Material to process
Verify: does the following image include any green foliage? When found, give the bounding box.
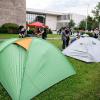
[47,29,53,34]
[0,34,100,100]
[92,2,100,28]
[0,23,19,34]
[68,19,75,28]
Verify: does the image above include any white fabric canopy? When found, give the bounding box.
[63,37,100,62]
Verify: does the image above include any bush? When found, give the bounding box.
[0,23,19,34]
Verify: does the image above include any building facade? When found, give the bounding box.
[0,0,26,25]
[26,9,86,31]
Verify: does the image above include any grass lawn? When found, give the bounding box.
[0,34,60,39]
[0,35,100,100]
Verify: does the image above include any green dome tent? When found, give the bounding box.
[0,38,75,100]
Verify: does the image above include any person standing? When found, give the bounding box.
[18,26,26,38]
[42,28,47,40]
[61,28,69,49]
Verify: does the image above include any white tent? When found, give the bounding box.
[82,34,89,37]
[63,37,100,62]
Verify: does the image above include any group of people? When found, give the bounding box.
[18,26,47,39]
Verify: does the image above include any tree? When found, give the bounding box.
[92,2,100,29]
[79,20,86,30]
[87,16,95,31]
[68,19,75,28]
[35,16,45,23]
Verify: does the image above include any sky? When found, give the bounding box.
[26,0,100,15]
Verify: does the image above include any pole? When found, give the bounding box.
[85,4,89,31]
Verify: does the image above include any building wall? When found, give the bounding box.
[45,15,57,30]
[71,14,86,26]
[0,0,26,25]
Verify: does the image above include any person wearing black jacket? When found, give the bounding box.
[42,28,47,39]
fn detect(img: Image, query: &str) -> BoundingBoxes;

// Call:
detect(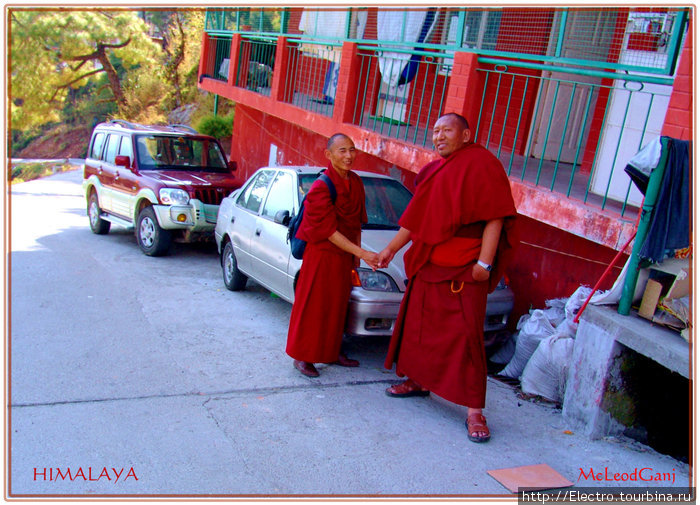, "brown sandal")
[464,413,491,443]
[386,379,430,398]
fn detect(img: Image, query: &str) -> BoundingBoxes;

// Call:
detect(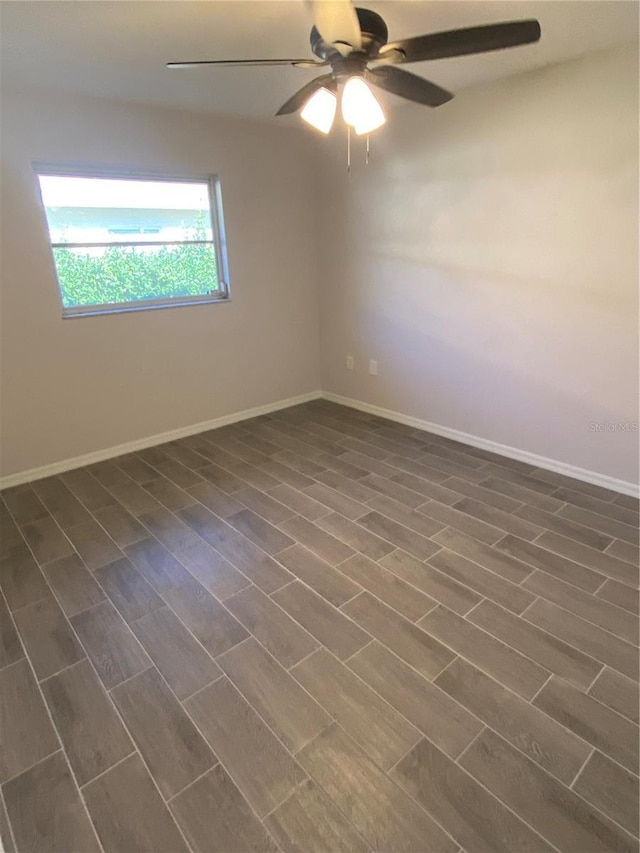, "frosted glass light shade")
[342,77,386,136]
[300,88,338,133]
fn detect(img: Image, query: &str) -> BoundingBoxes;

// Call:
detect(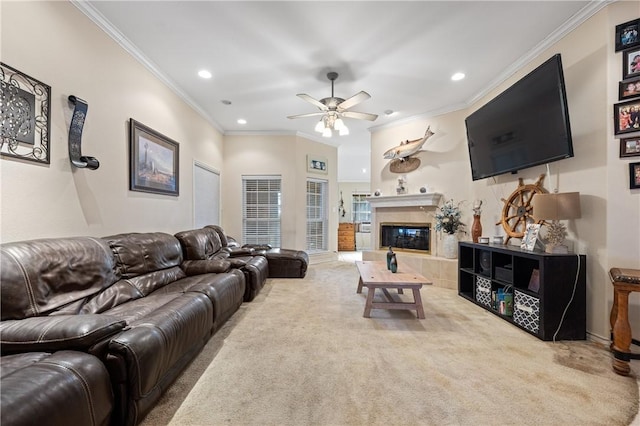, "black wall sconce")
[69,95,100,170]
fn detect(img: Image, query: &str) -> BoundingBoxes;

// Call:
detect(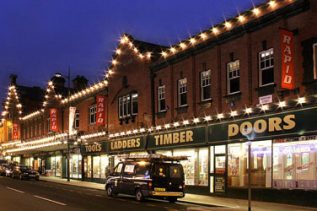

Job
Can you format the material from the line with "Verify: does the image above include any white fabric" through the line with "[42,28,47,39]", both included, as a numbered list without blank lines?

Answer for this exercise
1. Verify: does the image above include any white fabric canopy? When found, give the bounding box.
2. [63,37,100,62]
3. Verify: does the image above include any bush? When found, give the bounding box.
4. [0,23,19,34]
5. Verify: does the image above include any building facade? When found, give the bounding box.
6. [0,0,26,25]
7. [26,9,86,31]
8. Verify: does the image above include any grass lawn? When found, give the bounding box.
9. [0,34,60,39]
10. [0,35,100,100]
11. Verify: does the image above include any green dome tent? When found, give the bounding box.
12. [0,38,75,100]
13. Verify: does the image above include any person standing? When found, give the bounding box.
14. [18,26,26,38]
15. [42,28,47,40]
16. [61,28,69,49]
17. Verify: does the image above include any white tent? When found, give the bounding box.
18. [82,34,89,37]
19. [63,37,100,62]
20. Verify: does the image above include any group of people? When found, give the bounding box.
21. [18,26,47,39]
22. Verify: does the image above include any tree? When found, give the bounding box.
23. [92,2,100,29]
24. [79,20,86,30]
25. [87,16,95,31]
26. [68,19,75,28]
27. [35,16,45,23]
28. Verify: does the image above include any sky? When found, give the bounding box.
29. [26,0,100,15]
30. Verify: does the image above include any pole? When found, give the bounding box.
31. [85,4,89,31]
32. Verify: does the image above include any building wall? When found, give the bounding box.
33. [45,15,57,30]
34. [71,14,86,26]
35. [0,0,26,25]
36. Verify: does the image above include any person wearing black jacket? When found, give the bounding box.
37. [42,28,47,39]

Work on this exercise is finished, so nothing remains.